[Extracted data entries]
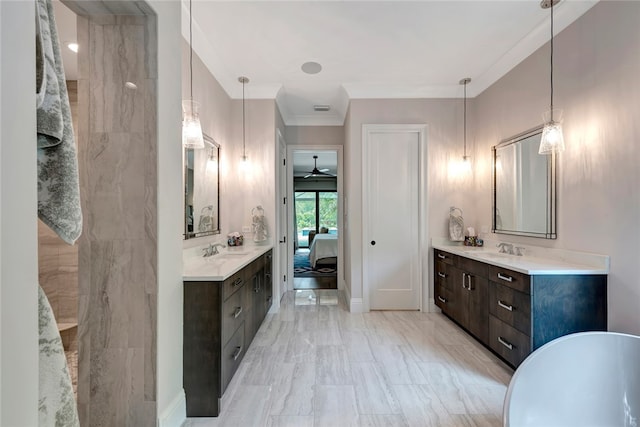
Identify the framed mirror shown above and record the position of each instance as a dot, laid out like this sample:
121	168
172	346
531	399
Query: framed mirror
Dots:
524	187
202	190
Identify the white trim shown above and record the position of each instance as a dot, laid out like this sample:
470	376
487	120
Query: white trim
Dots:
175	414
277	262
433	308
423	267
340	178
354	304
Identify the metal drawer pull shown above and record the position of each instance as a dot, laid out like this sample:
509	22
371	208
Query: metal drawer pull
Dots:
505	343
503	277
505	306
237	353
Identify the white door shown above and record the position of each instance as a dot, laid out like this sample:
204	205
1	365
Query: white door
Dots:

--

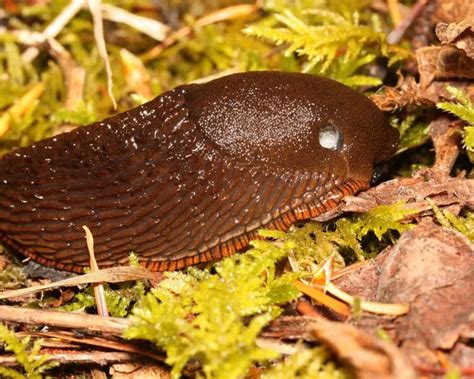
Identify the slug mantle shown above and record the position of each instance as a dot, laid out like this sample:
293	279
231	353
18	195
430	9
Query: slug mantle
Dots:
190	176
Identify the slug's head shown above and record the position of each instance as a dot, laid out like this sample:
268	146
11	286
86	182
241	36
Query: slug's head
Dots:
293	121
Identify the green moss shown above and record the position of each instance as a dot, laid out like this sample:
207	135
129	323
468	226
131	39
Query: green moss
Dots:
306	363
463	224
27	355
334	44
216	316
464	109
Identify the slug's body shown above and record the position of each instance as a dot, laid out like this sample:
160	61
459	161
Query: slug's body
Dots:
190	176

* * *

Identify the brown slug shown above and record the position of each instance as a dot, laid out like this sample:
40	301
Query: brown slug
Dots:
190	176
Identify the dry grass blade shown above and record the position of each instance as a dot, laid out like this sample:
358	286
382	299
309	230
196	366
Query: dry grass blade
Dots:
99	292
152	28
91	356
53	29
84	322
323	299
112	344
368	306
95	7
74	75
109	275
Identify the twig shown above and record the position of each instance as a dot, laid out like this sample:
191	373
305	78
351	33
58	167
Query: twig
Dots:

YOUR INSTRUCTIONS> Report how many lines in the items contain the string "mirror", treating uppercase and lowercase as different. Give only the number.

SOLUTION BELOW> 2